Excerpted data:
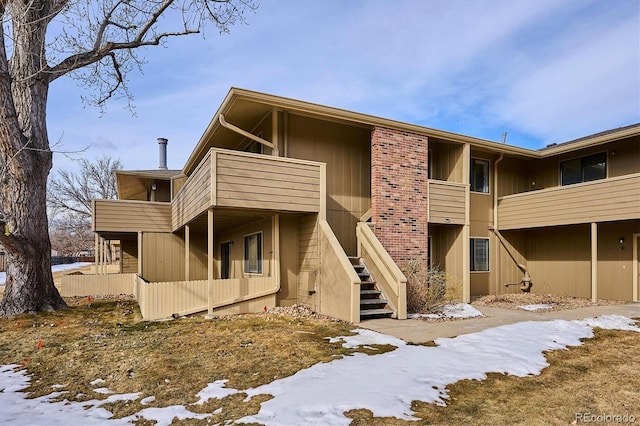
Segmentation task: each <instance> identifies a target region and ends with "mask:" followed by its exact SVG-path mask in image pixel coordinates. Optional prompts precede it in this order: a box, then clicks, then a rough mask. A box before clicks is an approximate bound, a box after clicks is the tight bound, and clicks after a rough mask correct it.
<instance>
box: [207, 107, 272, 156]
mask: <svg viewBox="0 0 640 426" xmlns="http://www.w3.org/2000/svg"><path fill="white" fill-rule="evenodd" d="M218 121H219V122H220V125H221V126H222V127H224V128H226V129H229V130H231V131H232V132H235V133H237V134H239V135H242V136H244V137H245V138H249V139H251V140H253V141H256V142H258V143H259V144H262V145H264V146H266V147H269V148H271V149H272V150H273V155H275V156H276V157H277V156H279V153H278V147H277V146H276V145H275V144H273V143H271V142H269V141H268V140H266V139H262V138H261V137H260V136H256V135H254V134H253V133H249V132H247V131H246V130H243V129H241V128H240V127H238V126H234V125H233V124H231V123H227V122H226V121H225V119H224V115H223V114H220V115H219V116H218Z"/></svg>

--

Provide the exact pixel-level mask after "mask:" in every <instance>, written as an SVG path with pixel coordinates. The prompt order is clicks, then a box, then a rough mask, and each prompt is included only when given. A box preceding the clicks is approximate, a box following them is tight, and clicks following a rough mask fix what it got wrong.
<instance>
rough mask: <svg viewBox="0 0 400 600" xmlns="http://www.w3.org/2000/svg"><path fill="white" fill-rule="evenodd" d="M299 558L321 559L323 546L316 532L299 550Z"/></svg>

==

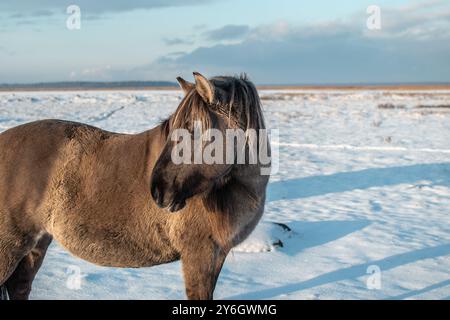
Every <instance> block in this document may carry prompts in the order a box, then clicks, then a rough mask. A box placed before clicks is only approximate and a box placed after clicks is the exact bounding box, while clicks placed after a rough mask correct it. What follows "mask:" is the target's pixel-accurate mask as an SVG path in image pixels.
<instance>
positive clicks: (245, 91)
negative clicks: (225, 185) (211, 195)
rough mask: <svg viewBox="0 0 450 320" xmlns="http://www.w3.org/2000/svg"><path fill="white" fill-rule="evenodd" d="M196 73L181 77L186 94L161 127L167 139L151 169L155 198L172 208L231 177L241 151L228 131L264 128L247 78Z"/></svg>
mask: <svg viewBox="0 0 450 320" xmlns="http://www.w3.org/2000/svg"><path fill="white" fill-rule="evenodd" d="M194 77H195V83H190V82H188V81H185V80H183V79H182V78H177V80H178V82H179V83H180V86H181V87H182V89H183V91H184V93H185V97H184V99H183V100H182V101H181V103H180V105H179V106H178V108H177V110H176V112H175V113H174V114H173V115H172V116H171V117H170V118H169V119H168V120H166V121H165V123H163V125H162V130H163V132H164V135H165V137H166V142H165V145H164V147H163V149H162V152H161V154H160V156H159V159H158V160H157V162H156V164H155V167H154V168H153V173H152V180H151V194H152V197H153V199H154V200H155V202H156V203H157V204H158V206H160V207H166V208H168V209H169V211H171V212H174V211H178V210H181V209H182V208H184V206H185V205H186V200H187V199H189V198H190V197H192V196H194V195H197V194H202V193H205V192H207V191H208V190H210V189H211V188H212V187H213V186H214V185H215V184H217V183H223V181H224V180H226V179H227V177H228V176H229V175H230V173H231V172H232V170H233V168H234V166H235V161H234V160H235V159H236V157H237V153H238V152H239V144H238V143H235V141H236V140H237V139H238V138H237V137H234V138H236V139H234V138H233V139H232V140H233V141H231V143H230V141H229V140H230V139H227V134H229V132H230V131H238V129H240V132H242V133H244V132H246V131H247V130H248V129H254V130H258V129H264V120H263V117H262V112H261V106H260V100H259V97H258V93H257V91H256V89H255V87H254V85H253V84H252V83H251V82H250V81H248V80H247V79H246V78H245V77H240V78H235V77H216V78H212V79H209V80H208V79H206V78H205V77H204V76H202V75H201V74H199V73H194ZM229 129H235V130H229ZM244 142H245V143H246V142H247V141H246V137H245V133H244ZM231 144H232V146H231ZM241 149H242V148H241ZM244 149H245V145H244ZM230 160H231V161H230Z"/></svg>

The task:
Every line where "before" appears must be returned from the listing above.

Response:
Segmentation task: each <instance> identifies a target region and ends with "mask:" followed by its exact SVG-path mask in image pixel coordinates. Optional prompts precede it in this order: a box, then clicks, then a rough mask. A box before clicks is an approximate bound, a box after clicks is the tight bound, and clicks after a rough mask correct it.
Every <instance> block in this document may carry prompts in the order a box, then clicks, then a rough mask. A box placed before clicks is only approximate and a box placed after clicks is the exact bounding box, while clicks placed after a rough mask correct it. What follows "mask:" is the target's pixel-accurate mask as an SVG path in image pixels.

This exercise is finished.